* [ZADANIE]: Proszę przepisać wiernie wszystkie wpisy poniżej, wiersz po wierszu. Obrazy pomiń.

* [SEKCJA DANYCH]:

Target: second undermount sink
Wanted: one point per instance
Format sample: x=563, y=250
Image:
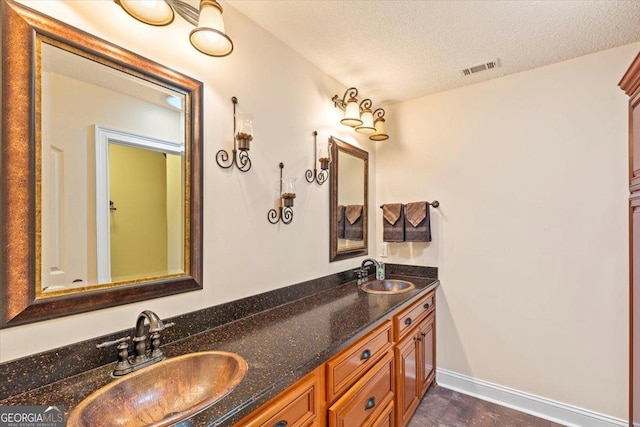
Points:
x=164, y=393
x=387, y=286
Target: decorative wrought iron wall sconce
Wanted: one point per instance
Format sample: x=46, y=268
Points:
x=359, y=115
x=242, y=137
x=324, y=156
x=287, y=194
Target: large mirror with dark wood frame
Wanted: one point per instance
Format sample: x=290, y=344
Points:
x=101, y=194
x=348, y=204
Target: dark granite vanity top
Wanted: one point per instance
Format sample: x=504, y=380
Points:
x=280, y=345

* [WYNIK KOŃCOWY]:
Target: second undermount sink
Wanted: one point per instance
Format sample: x=563, y=250
Image:
Points:
x=164, y=393
x=387, y=286
Target: decorative wrought iron wall sconce
Wanted: one point per instance
Format sample: x=46, y=268
Points:
x=359, y=115
x=242, y=137
x=324, y=156
x=287, y=194
Target: large mirror with dark wood frame
Wanted: one point per instance
Format sample: x=290, y=344
Points:
x=101, y=194
x=348, y=204
Target: dark granite vanity top
Wanted: one point per instance
Format sample: x=504, y=380
Points:
x=280, y=345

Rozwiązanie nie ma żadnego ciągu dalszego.